Exercise brief | Show every line in the listing below that contains the word "marker", and treat uppercase and lowercase as different.

Listed records |
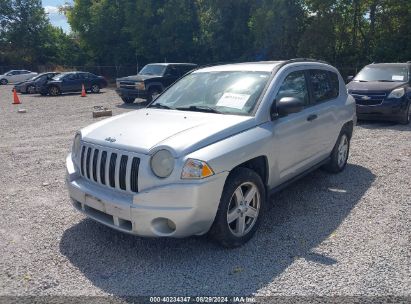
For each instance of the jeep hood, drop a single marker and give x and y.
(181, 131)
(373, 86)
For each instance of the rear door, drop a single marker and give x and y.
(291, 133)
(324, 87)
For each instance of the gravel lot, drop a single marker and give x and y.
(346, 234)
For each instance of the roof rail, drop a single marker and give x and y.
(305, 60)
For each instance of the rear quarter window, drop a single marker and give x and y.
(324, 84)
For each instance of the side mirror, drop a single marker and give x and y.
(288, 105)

...

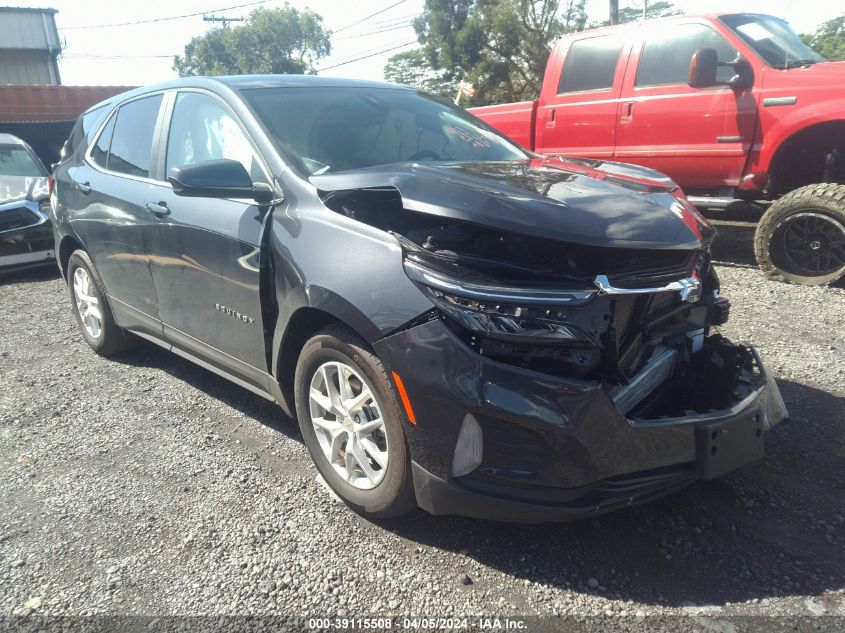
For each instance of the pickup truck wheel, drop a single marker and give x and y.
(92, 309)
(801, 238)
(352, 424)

Written answer |
For each instance of the jeep hood, drop a single marker and give x and y.
For each instance of the rear door, drop a single marker and give x and y.
For each instance of the gravel lot, drop a single marker and give x and y.
For each instance of the roof rail, drop a single marker and give x and y.
For each instance of the rear quarter window, drop a single marker and give x and y.
For each instance of the side mirror, drop a single marker and give x and y.
For each instance of the pickup truck wheel, drop a single marker and give x and y.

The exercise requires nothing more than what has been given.